WHAT THE EXERCISE ASKS -
Please return the full listing. Every line must match exactly.

*** TASK INPUT ***

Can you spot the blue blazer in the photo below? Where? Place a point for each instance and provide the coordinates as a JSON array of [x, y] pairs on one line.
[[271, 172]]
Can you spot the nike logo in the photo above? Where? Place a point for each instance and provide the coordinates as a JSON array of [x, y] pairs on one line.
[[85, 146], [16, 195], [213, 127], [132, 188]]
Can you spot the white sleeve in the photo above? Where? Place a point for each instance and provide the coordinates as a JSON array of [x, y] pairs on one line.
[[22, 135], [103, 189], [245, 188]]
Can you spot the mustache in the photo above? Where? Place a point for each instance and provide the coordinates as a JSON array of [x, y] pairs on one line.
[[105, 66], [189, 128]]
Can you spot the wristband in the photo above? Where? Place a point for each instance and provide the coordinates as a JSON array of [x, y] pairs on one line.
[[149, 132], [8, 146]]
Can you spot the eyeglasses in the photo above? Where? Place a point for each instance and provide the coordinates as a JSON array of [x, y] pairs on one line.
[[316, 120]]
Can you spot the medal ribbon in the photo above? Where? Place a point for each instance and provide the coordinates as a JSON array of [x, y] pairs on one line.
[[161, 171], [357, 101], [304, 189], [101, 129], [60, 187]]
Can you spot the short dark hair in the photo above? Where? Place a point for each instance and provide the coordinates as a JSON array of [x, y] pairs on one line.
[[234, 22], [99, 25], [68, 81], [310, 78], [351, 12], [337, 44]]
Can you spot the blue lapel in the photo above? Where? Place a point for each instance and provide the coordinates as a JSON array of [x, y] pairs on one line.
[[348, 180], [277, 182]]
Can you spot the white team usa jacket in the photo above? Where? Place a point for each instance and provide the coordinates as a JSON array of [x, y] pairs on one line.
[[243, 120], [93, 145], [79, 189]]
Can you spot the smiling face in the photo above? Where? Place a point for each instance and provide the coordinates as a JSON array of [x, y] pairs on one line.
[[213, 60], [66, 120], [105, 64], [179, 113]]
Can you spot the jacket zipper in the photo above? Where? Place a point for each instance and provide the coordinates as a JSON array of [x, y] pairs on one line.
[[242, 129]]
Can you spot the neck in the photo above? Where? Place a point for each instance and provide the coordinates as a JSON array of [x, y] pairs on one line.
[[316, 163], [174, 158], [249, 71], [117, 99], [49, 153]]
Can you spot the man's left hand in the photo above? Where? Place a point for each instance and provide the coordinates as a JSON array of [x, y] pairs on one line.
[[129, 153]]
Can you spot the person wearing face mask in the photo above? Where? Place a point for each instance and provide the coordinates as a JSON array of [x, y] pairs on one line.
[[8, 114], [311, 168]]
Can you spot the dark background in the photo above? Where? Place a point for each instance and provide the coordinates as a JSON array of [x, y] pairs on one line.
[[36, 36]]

*** End of TASK INPUT ***

OUTPUT FOR THIS EXERCISE -
Can you spot the blue blazer in the photo below? Where? Place a point for each instance and provide the coordinates as a JSON array of [x, y] pairs on one line.
[[271, 172]]
Can you spot the nike logo in the photo above? Where? Place a point for each instance and provide the coordinates as a JSON array of [x, y] pairs on one line.
[[85, 146], [16, 195], [213, 127], [132, 188]]
Can you spot the white sleeve in the photo above? Where? Place a point for each instance and provide the coordinates as a JSON array of [x, y] pairs on one line.
[[22, 135], [103, 189], [245, 188]]
Can you spot the mustache in the photo above? Where? Place a point for each instance and provide the coordinates as a JSON array of [x, y] pairs on one line.
[[105, 66], [189, 128]]
Can you spot the wristband in the photo above? Where? Place a point for each instance and provide the coordinates as a JSON array of [x, y] pairs on one line.
[[149, 132], [8, 146]]
Can you spot the eyeglasses in the photo above? Where? Place a point for each instance and provide the coordinates as a JSON array of [x, y] pairs on one line.
[[316, 120]]
Can you spot the medal ribbon in the photo above? Where? Place a point for each instance and provide the coordinates as a JSON array of [x, y] pairs on one line.
[[161, 171], [357, 101], [304, 189], [101, 129], [60, 187]]
Can you spot the short dark hair in the photo above? Where? Place a point for each instance and provide the coordinates as a JSON array of [x, y] pairs on one line.
[[234, 22], [99, 25], [68, 81], [310, 78], [351, 12], [337, 44]]
Can you spot the blue lapel in the photo above? Where? Place a point for each instance and provide the coordinates as a JSON array of [x, y] pairs on one line.
[[348, 180], [277, 182]]
Can you spot the white team usa jacket in the photo above? Where? Place a point for each instance and provide the coordinates as a JSON array of [x, y] pairs on one line.
[[243, 120], [93, 145], [79, 189]]
Can you spot the smiling face in the photo above? Where? Place a point for each instance and provide the coordinates as a JSON array of [x, y] pairs on one line.
[[213, 60], [66, 120], [105, 64], [179, 113]]
Can you spot the jacket zipper in the photo above? Where? Place a point for each instance and provide the coordinates as a JSON array of [x, y] pairs on one line.
[[242, 129]]
Can you spot the neck in the photo above? Where? Place a point for each instance and provide the coordinates as a JSON array of [x, y] pairs on one line.
[[316, 163], [174, 158], [249, 71], [117, 99], [49, 153]]
Can you spot the man's left hand in the photo above? Where? Place a point for each instance and provide the coordinates as a JSON array of [x, y] pairs on one line.
[[129, 153]]
Can you spot the person wearing face mask in the photo above? Where? Place a point for each instance and provide the coordinates as a JSON array of [x, y] pairs on one line.
[[8, 114], [311, 168]]
Can you spot the dark background in the photo above? Where? Place a point for each instance and provide the coordinates as a JSON array of [x, y] pairs on one line.
[[36, 36]]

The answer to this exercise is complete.